• **DATA FOR PROCESSING**
>> BEGIN
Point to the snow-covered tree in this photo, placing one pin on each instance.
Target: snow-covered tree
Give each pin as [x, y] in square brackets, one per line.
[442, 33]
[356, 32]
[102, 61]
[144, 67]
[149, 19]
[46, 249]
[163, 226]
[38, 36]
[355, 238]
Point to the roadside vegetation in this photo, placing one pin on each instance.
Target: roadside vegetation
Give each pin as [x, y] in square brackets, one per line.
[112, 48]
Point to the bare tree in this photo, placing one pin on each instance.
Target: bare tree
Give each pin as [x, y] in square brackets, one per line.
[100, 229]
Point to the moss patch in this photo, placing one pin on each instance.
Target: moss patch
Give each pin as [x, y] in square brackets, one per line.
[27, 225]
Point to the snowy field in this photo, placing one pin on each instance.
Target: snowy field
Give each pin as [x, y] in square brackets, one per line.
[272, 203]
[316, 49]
>> END
• **PROMPT**
Every line of the data above should be reproduced word for word.

• **EXERCISE RESULT**
Point to the snow-covered tree in this photo, placing one pin on each instance.
Target: snow-covered tree
Give each pin as [x, y] in square brackets, one per line.
[442, 33]
[356, 32]
[102, 61]
[144, 67]
[149, 19]
[46, 249]
[163, 226]
[38, 36]
[355, 238]
Point to the roadside vegetation in this photo, placing one pin on each instance.
Target: roadside vegetation
Give each pin as [x, y] in square brackets, one per line.
[112, 48]
Point to the bare tree in this photo, placing one pin on each instance.
Target: bare tree
Give each pin as [x, y] in square brackets, one per line.
[100, 229]
Point to the moss patch in this photo, placing one pin on each instance.
Target: moss patch
Give each pin as [x, y] in square brackets, one per line.
[27, 225]
Point to the snowy field in this photo, placing one pin on each instance.
Target: snowy field
Give each pin as [x, y] in square brackets, one per line.
[272, 203]
[316, 49]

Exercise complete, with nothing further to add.